** Extracted text **
# how to solve a rubik's cube with your feet (youtube video)



## rubiksczar (Jun 2, 2010)




----------



## riffz (Jun 2, 2010)

What do you average with feet?


----------



## Kirjava (Jun 2, 2010)

I wanna see someone do feet without using the surface.


----------



## rubiksczar (Jun 2, 2010)

riffz said:


> What do you average with feet?



I'm slow with my feet, my record is 2:54 and I average around 3 and a half minutes


----------



## Am1n- (Jun 2, 2010)

Kirjava said:


> I wanna see someone do feet without using the surface.



+1


----------



## Mike Hughey (Jun 2, 2010)

Am1n- said:


> Kirjava said:
> 
> 
> > I wanna see someone do feet without using the surface.
> ...



Wow, that would be hard. I wanna try. 

Would it still count if you dropped it, as long as you pick it back up before you make any additional turns? I guess I'd still feel like it was a DNF even if rules said otherwise - it's kind of like solving while juggling - if you drop a ball, it's a DNF regardless of the solving of the cube.

Most people probably consider this impossible, but I tried it and managed the sequence f y' f without dropping it (once, after trying for quite a bit), so I refuse to believe it's impossible. It seems like it's probably about as difficult as some foot juggling tricks - seemingly impossible, but with months of practice, quite doable.


----------



## rubiknewbie (Jun 3, 2010)

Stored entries

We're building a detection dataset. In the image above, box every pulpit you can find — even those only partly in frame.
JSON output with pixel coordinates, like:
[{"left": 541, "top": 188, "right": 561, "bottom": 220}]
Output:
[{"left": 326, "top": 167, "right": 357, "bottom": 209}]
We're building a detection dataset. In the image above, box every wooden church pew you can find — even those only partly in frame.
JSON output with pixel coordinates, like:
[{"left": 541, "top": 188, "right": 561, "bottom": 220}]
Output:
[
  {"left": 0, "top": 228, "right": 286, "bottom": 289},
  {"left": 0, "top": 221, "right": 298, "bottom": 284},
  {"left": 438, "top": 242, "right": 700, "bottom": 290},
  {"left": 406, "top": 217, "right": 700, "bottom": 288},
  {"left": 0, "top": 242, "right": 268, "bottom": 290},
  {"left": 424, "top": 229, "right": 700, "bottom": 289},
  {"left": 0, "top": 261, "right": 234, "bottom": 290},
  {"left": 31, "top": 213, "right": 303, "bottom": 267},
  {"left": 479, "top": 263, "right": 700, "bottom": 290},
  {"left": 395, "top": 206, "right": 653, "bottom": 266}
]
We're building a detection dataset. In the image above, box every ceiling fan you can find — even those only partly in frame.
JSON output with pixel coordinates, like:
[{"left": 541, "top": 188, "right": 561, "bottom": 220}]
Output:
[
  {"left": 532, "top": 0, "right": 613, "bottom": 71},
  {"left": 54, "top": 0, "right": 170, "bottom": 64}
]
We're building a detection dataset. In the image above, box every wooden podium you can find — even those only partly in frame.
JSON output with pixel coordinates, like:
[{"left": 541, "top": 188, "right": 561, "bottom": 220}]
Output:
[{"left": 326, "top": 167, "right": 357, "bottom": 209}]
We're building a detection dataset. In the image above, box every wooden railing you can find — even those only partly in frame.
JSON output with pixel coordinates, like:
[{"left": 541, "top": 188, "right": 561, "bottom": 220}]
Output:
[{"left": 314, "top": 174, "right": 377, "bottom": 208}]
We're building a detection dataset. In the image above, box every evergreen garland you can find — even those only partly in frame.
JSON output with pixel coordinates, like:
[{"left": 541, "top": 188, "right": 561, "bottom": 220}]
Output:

** Directions **
Please continue the forum thread about solving a Rubik's cube with your feet from the point where it stops. The rows have no part in this.

** Response **
I cannot visualise how someone does sub-1 min with the feet.


----------



## Mitch15 (Jun 3, 2010)

I'm pretty sure I've seen specials on tv about people who have suffered injuries or have been born with limb deformations that they combat by using their feet. In most cases they develop amazing hand-like dexterity and I would be shocked if someone in a similar situation couldn't solve a cube without dropping it.


----------



## Mitch15 (Jun 3, 2010)

this is along the lines of what I was thinking of
http://www.dogsonacid.com/showthread.php?threadid=650133


----------



## riffz (Jun 3, 2010)

I saw this guy on Guiness World Records but I couldn't find the same video on youtube:

http://www.youtube.com/watch?v=-Nv1mTJfNu4


----------



## splinteh (Jun 25, 2010)

Is the cube soaked with sweat by the end of the solve? lol


----------



## stinkocheeze (Jun 25, 2010)

:05 Thats what she said!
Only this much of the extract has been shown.